[Items listed in a dataset]

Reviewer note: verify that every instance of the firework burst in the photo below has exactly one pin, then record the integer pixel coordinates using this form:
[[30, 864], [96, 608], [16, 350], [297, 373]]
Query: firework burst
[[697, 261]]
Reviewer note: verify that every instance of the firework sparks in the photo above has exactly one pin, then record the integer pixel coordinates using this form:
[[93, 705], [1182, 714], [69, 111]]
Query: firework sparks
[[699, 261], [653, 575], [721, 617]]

* * *

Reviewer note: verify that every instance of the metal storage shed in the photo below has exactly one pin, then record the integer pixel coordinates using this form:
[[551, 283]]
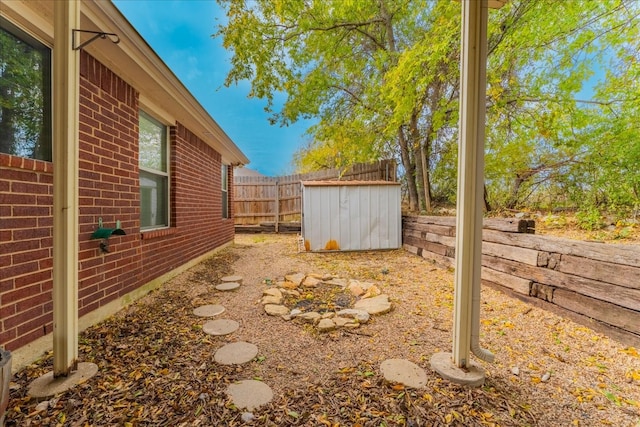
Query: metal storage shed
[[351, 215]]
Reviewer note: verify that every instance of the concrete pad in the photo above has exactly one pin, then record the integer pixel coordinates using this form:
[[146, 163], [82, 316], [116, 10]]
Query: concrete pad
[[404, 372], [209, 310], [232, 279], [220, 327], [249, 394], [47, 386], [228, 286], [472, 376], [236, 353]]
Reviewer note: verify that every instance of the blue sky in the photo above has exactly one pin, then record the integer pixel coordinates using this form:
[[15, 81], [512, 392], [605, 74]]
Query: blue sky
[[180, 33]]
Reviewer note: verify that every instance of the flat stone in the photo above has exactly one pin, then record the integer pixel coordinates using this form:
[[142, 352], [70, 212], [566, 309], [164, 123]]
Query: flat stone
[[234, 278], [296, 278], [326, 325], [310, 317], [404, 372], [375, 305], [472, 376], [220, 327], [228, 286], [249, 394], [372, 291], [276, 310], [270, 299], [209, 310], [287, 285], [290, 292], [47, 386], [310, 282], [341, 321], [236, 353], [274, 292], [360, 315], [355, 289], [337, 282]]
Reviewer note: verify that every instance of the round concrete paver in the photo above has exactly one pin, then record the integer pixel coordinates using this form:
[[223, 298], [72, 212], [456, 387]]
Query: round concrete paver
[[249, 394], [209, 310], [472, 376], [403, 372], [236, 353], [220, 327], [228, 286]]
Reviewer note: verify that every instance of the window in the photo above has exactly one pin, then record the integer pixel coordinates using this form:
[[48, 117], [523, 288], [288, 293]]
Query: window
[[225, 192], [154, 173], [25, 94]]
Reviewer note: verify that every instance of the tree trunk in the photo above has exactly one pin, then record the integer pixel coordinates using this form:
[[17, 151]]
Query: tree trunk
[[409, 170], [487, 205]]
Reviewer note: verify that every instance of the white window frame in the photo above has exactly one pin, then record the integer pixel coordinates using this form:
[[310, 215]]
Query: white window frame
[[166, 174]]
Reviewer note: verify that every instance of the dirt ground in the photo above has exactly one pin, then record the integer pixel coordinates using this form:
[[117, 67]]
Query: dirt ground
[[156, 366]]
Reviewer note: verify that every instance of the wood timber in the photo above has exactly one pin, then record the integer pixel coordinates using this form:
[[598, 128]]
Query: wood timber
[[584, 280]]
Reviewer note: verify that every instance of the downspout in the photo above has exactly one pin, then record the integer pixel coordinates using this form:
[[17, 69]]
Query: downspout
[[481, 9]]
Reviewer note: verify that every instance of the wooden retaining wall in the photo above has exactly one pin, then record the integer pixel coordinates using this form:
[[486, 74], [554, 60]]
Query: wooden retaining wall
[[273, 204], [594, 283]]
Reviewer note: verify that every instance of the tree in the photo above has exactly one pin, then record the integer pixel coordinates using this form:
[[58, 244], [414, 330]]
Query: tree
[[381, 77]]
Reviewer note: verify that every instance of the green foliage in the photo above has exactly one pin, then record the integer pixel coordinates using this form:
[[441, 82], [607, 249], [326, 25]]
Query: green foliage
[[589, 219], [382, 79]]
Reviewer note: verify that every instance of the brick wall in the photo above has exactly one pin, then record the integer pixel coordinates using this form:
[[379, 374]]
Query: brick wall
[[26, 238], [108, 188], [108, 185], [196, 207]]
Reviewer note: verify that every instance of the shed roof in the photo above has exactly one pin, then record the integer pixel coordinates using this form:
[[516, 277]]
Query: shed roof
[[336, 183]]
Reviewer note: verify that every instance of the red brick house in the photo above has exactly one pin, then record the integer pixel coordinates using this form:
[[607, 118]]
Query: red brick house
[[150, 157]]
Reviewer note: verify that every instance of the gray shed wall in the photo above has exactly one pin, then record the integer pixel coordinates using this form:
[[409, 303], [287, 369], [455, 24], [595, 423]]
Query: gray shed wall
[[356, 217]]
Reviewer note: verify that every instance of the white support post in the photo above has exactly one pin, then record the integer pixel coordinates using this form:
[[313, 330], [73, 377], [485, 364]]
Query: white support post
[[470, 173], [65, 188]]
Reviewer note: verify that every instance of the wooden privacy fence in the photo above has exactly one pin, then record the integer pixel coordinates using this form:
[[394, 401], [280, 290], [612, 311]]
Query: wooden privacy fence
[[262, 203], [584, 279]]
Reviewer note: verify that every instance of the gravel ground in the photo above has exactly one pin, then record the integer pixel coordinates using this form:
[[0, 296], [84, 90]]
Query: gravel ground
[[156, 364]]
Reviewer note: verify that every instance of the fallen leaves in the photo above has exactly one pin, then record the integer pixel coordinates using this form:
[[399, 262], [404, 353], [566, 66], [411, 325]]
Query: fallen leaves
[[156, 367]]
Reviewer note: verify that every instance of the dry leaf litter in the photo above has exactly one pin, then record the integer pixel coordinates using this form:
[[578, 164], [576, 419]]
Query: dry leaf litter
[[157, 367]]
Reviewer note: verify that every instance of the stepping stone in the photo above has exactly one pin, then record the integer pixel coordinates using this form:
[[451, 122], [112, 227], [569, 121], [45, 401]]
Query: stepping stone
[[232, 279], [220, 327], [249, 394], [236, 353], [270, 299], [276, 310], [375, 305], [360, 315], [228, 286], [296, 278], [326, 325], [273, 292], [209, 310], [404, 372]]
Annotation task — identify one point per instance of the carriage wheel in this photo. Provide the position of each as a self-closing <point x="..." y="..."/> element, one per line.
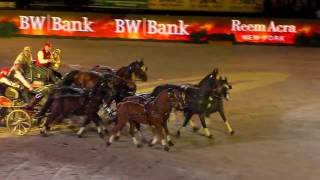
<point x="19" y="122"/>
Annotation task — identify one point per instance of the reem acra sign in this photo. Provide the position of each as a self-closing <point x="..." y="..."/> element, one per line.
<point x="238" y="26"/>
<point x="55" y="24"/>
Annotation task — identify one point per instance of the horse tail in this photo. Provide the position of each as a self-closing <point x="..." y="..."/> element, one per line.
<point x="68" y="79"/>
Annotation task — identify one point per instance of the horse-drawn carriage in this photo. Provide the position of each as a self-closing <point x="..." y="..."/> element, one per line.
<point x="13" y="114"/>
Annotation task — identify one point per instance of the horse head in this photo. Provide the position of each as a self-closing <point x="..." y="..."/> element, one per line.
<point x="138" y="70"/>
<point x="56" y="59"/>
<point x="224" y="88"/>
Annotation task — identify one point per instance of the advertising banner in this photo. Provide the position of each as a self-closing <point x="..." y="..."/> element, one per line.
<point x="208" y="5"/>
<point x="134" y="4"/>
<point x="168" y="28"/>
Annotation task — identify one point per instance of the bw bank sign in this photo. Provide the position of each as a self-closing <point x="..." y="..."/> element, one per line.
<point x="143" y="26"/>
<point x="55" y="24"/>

● TASK
All lines above holding the word "below" make up the answer; copy each one.

● OUTPUT FOR THIS TASK
Reviewer note: verify that every instance of the firework burst in the photo below has exactly one pin, then record the integer pixel coordinates using this form:
Reviewer note: verify that every instance of the metal storage shed in the photo below has exactly one pin, then record the integer pixel coordinates using this form:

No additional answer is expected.